What you will do: The answer should be each line of the records that contains the word "shape"; please copy them all.

Data extracts:
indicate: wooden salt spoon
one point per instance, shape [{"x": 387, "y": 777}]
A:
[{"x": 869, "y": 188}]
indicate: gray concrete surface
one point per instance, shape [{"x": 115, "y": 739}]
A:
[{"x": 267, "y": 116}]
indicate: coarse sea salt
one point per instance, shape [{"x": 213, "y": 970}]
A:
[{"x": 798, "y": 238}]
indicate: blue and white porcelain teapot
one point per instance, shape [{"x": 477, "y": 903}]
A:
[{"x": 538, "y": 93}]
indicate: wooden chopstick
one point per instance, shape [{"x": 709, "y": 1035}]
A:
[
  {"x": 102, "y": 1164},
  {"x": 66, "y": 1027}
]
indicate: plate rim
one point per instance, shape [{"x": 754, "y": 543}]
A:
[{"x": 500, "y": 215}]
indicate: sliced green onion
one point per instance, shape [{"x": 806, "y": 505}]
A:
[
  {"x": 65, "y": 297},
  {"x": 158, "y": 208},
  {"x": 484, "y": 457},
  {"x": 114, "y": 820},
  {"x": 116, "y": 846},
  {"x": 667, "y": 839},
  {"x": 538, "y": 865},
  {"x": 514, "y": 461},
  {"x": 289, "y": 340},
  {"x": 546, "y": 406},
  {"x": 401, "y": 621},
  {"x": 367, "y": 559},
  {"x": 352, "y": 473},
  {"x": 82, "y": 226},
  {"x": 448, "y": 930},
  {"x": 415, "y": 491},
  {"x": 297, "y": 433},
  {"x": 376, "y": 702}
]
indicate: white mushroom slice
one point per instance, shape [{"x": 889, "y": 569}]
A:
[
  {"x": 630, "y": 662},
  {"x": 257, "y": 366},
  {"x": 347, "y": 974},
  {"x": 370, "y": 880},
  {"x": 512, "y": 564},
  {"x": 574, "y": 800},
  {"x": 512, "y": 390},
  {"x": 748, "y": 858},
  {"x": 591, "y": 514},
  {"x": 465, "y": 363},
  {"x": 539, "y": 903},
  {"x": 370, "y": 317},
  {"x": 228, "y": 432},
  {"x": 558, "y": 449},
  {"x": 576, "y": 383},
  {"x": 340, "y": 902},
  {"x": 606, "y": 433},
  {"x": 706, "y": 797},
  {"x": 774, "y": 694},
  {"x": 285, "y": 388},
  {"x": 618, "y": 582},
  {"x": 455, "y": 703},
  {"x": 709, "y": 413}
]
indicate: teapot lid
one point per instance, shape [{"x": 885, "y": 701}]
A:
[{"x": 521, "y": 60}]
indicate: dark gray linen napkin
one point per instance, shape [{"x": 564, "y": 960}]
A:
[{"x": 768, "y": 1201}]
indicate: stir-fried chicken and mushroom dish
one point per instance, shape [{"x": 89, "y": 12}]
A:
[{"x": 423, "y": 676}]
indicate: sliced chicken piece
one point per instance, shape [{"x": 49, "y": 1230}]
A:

Expected answer:
one point per instance, shape [{"x": 387, "y": 777}]
one point per instance, shape [{"x": 115, "y": 739}]
one point per instance, shape [{"x": 213, "y": 970}]
one point per instance, shape [{"x": 477, "y": 903}]
one point per instance, shape [{"x": 709, "y": 1035}]
one point per instance, shape [{"x": 754, "y": 543}]
one point per instance, shape [{"x": 806, "y": 505}]
one point per instance, shape [{"x": 889, "y": 569}]
one point per instance, shape [{"x": 885, "y": 701}]
one point per instance, shape [{"x": 564, "y": 960}]
one point per instance, shape [{"x": 89, "y": 12}]
one point per instance, shape [{"x": 49, "y": 1230}]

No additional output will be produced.